_What to work on_:
Every line from the line containing "the gray cloud" through the final line below is to be repeated exactly; no other line is.

-- start of Input --

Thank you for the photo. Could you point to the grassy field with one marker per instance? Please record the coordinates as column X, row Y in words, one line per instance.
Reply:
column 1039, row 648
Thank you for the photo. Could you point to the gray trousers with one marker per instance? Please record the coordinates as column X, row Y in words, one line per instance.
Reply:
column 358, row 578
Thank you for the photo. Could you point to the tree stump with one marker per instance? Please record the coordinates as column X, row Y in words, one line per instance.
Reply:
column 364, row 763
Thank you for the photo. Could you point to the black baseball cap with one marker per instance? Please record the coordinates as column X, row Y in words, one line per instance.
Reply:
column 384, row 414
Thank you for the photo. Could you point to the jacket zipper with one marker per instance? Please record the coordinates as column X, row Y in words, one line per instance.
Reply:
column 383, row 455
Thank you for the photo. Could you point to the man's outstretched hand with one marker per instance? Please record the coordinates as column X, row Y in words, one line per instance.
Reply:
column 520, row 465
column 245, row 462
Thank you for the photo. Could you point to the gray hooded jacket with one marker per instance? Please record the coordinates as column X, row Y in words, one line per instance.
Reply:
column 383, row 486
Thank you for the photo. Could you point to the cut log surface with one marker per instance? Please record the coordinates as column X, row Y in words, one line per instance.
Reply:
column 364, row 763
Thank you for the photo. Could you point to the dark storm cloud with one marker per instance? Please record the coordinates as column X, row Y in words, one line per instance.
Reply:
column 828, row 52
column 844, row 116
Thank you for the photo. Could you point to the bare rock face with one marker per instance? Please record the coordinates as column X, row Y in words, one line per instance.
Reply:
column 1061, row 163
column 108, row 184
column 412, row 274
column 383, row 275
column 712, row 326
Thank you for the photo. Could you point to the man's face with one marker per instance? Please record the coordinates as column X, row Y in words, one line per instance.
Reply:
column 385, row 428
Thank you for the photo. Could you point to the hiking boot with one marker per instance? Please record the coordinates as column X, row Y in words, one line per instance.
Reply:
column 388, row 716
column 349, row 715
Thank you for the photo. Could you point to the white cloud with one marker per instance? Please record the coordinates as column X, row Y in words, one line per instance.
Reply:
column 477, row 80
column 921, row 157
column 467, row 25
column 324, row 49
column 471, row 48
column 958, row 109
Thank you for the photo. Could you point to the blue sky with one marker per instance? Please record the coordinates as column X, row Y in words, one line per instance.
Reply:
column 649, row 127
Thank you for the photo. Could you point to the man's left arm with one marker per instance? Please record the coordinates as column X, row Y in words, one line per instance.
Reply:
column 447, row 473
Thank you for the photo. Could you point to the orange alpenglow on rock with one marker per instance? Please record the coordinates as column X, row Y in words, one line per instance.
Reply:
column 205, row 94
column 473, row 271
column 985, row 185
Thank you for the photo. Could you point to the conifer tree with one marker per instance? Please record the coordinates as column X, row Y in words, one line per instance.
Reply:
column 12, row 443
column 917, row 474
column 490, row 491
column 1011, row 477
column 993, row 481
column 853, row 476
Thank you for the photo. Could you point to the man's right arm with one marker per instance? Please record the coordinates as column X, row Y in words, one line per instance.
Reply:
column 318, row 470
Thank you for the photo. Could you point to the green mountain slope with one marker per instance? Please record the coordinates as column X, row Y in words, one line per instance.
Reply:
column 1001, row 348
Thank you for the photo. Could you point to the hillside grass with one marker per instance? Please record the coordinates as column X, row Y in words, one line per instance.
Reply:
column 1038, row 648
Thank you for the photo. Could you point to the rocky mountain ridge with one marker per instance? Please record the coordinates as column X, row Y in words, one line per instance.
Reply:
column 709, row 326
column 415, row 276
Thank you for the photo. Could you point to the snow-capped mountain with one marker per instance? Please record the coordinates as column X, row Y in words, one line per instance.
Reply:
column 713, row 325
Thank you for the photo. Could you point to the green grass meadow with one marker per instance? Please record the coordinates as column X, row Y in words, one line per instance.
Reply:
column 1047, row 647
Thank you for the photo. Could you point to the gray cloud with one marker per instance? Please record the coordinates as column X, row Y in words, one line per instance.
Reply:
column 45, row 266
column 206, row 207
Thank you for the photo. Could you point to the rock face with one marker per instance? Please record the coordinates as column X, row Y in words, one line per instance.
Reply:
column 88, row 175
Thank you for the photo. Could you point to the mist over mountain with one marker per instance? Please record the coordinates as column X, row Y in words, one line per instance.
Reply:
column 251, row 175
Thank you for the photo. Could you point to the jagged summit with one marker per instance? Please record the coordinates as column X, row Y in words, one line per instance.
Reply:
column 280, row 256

-- end of Input --

_Complete answer_:
Thank you for the photo. Could you point to the gray cloud with one marker per instance? Please record the coordinates as column X, row Y in words, one line per instance.
Reply:
column 45, row 266
column 206, row 207
Thank you for the photo. Could you point to the rock face with one marker per instance? Please record the coordinates as column X, row Y in words, one line per instance.
Reply:
column 88, row 175
Thank you for the photo. Could you point to the mist over mountain with one marker per instance? Please record the coordinates as column X, row Y in words, one line per instance.
Reply:
column 251, row 175
Thank you for the photo. Could you point to the jagged summit with one marker per instance? Please record the coordinates as column X, row Y in words, one line per instance.
Reply:
column 280, row 256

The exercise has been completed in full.